Who is reading the WHOIS Review? Part 1

 

The Internet Corporation for Assigned Names and Numbers (ICANN) is a key part of the global machinery which keeps the internet going. ICANN does exactly what it says on the tin. Here is how ICANN itself describes its primary functions:

To reach another person on the Internet you have to type an address into your computer – a name or a number. That address has to be unique so computers know where to find each other. ICANN coordinates these unique identifiers across the world. Without that coordination we wouldn’t have one global Internet.

The Domain Name System

ICANN runs the domain name system. Your email or web site address ends in .eu, .de, .tv or what have you. That’s down to them. The letters at the end, after the final dot, signify your domain. Many of us use a country specific top level domain, like .uk, and then there are the first born, the giant generics of .com, .org and .net. Around the world there are hundreds of thousands of companies selling domain names. The key ones are the registrars. In one way or other the registrars’ authority and their ability to sell domain names traces back to ICANN.

Meanwhile on Mount Olympus

My past dealings with ICANN as an institution have been few, far between and unhappy.

I have only actually been to one full or “proper” ICANN meeting although for a while I played my part as a foot soldier in its online at-large world. Until I realised my life was draining away simply trying to keep up with the email exchanges. In these exchanges I often picked up more than a hint that, rather as Prometheus had brought fire to Earth, too many of my then fellow ICANNites felt they had given the mortal world the internet, which of course they hadn’t.

The ICANN meeting I attended was held in Brussels in the summer of 2010. I went at the invitation of and alongside the FBI and the UK’s Serious and Organized Crime Agency (SOCA). Ruben Rodriguez of INHOPE, the global association of internet hotlines was my partner. We were appearing before ICANN’s “Governmental Advisory Committee” (GAC).

★ ★ ★ ★ ★ ★ ★

Can you condense the paragraph of the WHOIS Review post that begins "ICANN runs the domain name system" into a short bulleted list that keeps its main facts?

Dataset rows
★ ★ ★ ★ ★ ★ ★

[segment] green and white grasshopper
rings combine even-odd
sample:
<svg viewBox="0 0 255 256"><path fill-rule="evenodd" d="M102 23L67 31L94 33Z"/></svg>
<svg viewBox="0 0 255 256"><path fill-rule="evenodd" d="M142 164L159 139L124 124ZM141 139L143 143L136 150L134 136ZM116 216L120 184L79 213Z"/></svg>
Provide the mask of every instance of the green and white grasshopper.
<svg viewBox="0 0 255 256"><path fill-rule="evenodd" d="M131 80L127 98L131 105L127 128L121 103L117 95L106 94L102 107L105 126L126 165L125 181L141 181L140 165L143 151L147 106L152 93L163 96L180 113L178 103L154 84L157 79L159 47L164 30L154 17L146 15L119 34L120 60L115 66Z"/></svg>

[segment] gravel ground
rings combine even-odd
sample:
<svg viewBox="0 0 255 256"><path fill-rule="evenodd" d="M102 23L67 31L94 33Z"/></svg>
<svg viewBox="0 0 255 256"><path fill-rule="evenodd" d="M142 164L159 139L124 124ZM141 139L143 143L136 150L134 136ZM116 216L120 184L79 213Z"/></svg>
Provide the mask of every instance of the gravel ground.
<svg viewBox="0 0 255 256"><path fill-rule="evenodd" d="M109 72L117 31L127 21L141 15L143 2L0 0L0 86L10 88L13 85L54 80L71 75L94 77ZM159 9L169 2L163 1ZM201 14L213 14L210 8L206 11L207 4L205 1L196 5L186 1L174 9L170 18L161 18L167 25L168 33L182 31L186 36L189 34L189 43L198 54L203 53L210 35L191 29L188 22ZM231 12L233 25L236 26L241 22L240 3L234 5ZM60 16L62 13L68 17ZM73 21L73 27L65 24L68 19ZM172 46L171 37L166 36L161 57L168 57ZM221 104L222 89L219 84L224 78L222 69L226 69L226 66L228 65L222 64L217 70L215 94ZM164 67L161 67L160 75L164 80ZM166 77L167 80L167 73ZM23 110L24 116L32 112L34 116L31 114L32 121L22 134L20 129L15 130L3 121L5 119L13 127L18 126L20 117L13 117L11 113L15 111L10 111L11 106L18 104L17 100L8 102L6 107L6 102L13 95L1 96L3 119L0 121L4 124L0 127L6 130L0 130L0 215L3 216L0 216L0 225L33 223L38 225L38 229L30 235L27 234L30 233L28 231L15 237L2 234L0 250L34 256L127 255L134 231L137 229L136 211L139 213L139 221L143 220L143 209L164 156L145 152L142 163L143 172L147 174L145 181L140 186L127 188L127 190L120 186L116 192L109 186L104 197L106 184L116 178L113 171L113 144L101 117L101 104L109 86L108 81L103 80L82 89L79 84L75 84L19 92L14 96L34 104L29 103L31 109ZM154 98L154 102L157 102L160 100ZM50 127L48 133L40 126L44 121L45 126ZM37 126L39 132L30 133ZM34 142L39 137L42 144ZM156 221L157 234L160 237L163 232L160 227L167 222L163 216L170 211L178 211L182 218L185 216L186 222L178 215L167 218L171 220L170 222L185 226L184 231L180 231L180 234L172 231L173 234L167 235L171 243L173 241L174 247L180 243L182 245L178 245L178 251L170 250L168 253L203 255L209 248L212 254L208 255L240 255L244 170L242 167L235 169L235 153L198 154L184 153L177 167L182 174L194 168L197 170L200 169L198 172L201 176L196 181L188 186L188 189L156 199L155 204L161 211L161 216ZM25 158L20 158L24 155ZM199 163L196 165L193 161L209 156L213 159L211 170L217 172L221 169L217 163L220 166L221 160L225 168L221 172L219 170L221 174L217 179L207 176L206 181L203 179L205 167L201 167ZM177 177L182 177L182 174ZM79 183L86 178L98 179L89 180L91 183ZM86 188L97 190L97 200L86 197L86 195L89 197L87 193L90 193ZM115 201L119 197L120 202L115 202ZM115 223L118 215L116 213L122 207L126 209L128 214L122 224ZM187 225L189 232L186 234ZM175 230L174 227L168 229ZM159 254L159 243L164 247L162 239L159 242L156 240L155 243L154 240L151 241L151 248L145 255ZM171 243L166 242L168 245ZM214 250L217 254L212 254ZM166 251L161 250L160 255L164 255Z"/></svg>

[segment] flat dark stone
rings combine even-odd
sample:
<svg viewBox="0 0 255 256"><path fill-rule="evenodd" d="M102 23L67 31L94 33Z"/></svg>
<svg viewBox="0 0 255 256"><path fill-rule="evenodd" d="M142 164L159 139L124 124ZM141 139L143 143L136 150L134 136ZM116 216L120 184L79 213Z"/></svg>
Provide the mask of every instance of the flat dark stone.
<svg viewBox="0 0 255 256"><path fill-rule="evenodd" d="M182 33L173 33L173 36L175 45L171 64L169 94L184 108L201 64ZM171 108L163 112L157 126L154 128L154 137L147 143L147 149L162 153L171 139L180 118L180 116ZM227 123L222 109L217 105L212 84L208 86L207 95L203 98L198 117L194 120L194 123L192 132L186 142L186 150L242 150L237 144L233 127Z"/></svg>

★ ★ ★ ★ ★ ★ ★

• _Answer to this exercise_
- ICANN runs the domain name system.
- The letters after the final dot in an email or web address, such as .eu, .de or .tv, signify its domain.
- Many people use a country-specific top level domain like .uk. The first generics are .com, .org and .net.
- Hundreds of thousands of companies around the world sell domain names, and the key ones are the registrars.
- The registrars' authority and ability to sell domain names trace back to ICANN.